What the task asks. In the records below, begin at the line that contains "Guideline: for each instance of the white" and stop after the line that contains "column 184, row 169", reproducing every line in that span word for word.
________________
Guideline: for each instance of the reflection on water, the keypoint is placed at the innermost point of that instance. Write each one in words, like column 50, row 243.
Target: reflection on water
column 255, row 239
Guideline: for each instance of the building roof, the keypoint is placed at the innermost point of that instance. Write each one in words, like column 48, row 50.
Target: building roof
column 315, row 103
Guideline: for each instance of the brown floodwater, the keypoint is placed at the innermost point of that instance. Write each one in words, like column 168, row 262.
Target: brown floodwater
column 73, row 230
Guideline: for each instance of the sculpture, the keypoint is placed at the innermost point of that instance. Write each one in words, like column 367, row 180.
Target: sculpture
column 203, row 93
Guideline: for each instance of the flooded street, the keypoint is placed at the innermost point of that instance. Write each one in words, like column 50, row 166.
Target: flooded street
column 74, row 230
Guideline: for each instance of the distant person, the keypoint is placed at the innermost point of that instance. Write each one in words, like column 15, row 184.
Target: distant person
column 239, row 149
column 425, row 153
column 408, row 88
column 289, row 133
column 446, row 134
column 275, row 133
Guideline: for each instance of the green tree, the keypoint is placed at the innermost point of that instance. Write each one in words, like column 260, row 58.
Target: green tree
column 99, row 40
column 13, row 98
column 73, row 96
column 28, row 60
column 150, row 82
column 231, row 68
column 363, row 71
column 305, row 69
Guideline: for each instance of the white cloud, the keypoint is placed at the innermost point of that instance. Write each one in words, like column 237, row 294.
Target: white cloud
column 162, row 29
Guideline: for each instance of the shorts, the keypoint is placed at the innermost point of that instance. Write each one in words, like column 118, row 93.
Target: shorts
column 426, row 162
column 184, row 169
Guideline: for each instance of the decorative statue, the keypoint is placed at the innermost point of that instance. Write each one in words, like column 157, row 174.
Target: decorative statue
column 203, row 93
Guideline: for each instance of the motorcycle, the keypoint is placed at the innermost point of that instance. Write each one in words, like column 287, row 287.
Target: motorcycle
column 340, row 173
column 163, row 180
________________
Correct response.
Guideline: for each instance of the white cloud, the keypoint is placed at the innermost point of that instance. Write each one in words, like column 237, row 294.
Target: white cloud
column 162, row 29
Guideline: for each instance of the shorts, the keypoint is placed at the innermost point of that instance. Write each one in words, like column 118, row 93.
Target: shorts
column 426, row 162
column 184, row 169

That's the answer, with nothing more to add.